### WORK REQUIRED
Transcribe exactly the lines from the one containing "pixel 52 105" through the last line of the listing below, inclusive, and nothing beyond them.

### DATA FOR THIS TASK

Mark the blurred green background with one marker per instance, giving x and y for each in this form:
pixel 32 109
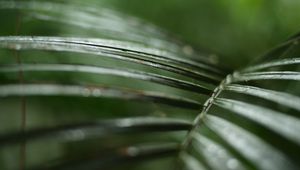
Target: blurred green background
pixel 238 30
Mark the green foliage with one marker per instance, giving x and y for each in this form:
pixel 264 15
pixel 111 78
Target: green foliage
pixel 85 87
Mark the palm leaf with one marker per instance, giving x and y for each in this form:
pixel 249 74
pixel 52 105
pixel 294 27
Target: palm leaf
pixel 114 92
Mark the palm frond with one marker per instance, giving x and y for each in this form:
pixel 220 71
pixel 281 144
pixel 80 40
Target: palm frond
pixel 102 90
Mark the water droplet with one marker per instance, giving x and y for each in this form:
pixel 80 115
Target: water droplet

### RESPONSE AREA
pixel 52 105
pixel 294 27
Target: palm leaf
pixel 114 92
Mark the palm frond with one marker per instance, giving x and y for each in this form:
pixel 220 71
pixel 281 144
pixel 80 40
Target: palm frond
pixel 102 90
Mark the water droplet with one marker per instance, giving x and y for each in this form:
pixel 80 115
Target: water droplet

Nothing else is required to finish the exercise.